▸ PASSAGE SHOWN:
==========
Option 3 - "Set as you go; Quickstart"
In this case, you just begin using the API functions at full speed and don't care to set it by a dedicated call. If no API key is set, the functions will automatically run set_global_api().
If you have an API key being exported, it will be found, otherwise it will require user input to set! Here is an example of both:

## No API key found nor exported from .bashrc, requires USER response.

>>> search_product(product_id='TSD-364') 
Please enter the API key: 'testing'
2024-07-29 14:24:13,860 - INFO - API key is now set: 'testing. Please export this api_key under the variable 'ATCC_GENOME_PORTAL_API_KEY'!
['ATCC TSD-364': '4a3251f108a044c3']

## Exported OS environment API key found, and is set on first run

>>> search_product(product_id='TSD-364') 
2024-07-31 13:34:56,064 - INFO - API key has been found: testing
['ATCC TSD-364': '4a3251f108a044c3']

Option 4 - "Provide a different API key during to a bigger function"
For this option, maybe you wanted to use a different API key during a function call. An example reason why may be to test your groups' API keys, or to troublehsoot if your API key is not activated.
In this case, we are purposely providing a fault API key to demonstrate the return messaging. PROVIDING

>>> search_product(product_id='TSD-364',api_key='badapikey')
2024-07-29 19:40:57,305 - CRITICAL - API access to the ATCC® Genome Portal requires a supporting membership. Please visit https://genomes.atcc.org/plans to subscribe.

Tips & FAQ

Click to Expand

-- Do I need to provide an API key to each function call???

Absolutely not! The recommended way is to set your API key in the global variable ATCC_GENOME_PORTAL_API_KEY. This can be written into and explicitly exported from your .bashrc file. At anytime, you can also overwrite your API Key from within a function by providing it as an argument, making it avalailable for all functions. Please look above to section "Setting a global api key" to learn how to set an API key in more detail.

set_global_api(api_key='yourapikey')

-- Which output is best???
==========
▸ WHAT YOU SHOULD DO: Copy everything in the API key guide from "2024-07-31 13:34:56,064 - INFO" down to "https://genomes.atcc.org/plans to subscribe.", changing "badapikey" to "wrongkey".

▸ EXTRACTED RECORDS:
==========
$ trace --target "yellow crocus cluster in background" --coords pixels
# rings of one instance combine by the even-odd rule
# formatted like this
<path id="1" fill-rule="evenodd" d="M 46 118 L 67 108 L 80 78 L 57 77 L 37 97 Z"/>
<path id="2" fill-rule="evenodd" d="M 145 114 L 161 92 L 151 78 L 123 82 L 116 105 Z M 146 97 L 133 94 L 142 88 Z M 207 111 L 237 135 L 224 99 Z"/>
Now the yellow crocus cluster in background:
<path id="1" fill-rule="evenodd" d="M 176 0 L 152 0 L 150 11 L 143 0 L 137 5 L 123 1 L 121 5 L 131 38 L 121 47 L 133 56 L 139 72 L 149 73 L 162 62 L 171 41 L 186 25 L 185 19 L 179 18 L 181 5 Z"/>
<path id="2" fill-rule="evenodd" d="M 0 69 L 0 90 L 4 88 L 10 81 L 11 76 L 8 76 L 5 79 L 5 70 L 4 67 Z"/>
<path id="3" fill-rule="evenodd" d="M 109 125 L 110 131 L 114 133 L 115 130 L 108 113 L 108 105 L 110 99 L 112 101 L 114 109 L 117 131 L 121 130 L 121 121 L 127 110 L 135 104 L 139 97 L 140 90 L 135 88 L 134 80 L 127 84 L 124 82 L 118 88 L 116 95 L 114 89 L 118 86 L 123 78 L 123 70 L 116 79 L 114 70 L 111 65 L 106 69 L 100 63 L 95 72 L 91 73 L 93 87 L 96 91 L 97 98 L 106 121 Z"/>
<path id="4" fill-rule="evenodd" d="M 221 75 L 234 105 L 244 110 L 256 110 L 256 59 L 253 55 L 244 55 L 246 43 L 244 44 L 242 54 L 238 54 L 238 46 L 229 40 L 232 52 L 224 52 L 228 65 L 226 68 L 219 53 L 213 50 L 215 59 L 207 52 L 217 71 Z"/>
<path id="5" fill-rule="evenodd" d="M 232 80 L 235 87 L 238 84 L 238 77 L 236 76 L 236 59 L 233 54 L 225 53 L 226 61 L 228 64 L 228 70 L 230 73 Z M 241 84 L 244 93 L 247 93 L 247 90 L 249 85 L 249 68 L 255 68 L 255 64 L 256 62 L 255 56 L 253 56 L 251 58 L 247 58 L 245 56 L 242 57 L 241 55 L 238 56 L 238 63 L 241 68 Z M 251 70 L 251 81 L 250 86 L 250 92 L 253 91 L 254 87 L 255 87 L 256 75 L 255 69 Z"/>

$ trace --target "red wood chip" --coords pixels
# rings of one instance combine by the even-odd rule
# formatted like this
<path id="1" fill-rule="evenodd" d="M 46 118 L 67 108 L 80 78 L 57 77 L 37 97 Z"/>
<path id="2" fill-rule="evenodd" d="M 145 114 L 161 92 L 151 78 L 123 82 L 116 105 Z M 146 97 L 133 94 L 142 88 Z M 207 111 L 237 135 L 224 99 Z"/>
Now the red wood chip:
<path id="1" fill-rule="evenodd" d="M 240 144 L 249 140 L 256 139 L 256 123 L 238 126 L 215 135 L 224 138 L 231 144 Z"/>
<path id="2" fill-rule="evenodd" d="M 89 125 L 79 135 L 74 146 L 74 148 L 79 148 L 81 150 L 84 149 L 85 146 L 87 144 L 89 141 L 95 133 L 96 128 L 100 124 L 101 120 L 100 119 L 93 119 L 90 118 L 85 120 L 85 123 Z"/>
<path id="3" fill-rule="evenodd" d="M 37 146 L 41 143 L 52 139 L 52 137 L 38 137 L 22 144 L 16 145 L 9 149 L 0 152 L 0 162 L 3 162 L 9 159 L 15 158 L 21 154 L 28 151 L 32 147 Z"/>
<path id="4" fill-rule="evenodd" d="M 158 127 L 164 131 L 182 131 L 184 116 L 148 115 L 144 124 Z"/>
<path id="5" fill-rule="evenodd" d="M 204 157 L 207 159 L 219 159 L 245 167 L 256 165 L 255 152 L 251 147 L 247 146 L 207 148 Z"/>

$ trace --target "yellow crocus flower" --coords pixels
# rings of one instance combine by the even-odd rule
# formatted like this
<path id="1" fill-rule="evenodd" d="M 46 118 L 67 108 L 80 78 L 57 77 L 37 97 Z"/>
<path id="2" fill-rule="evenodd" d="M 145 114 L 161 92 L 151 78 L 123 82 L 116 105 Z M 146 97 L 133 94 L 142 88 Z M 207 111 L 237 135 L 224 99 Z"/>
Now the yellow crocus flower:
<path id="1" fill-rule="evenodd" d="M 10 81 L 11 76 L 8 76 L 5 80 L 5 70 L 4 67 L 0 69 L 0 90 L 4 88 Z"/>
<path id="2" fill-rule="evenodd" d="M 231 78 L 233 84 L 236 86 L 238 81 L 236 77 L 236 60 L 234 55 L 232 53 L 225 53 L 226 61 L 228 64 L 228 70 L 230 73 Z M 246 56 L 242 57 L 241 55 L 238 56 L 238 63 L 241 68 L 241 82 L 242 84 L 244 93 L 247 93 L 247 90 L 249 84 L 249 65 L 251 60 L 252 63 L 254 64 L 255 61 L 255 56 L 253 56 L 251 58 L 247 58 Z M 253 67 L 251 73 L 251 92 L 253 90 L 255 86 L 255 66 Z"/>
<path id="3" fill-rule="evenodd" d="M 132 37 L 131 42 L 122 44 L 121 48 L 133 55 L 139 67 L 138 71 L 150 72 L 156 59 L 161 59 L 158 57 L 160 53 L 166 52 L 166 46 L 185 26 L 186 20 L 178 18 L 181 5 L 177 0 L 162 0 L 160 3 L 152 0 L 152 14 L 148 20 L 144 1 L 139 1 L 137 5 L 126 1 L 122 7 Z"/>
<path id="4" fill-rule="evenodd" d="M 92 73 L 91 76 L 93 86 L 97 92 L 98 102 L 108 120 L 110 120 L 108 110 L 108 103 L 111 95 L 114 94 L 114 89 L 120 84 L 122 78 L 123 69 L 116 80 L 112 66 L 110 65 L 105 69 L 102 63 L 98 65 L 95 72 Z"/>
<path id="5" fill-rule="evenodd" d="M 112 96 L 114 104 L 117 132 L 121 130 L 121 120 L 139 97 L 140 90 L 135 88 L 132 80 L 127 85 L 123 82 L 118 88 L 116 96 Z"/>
==========
▸ YOUR SOLUTION:
2024-07-31 13:34:56,064 - INFO - API key has been found: testing
['ATCC TSD-364': '4a3251f108a044c3']

Option 4 - "Provide a different API key during to a bigger function"
For this option, maybe you wanted to use a different API key during a function call. An example reason why may be to test your groups' API keys, or to troublehsoot if your API key is not activated.
In this case, we are purposely providing a fault API key to demonstrate the return messaging. PROVIDING

>>> search_product(product_id='TSD-364',api_key='wrongkey')
2024-07-29 19:40:57,305 - CRITICAL - API access to the ATCC® Genome Portal requires a supporting membership. Please visit https://genomes.atcc.org/plans to subscribe.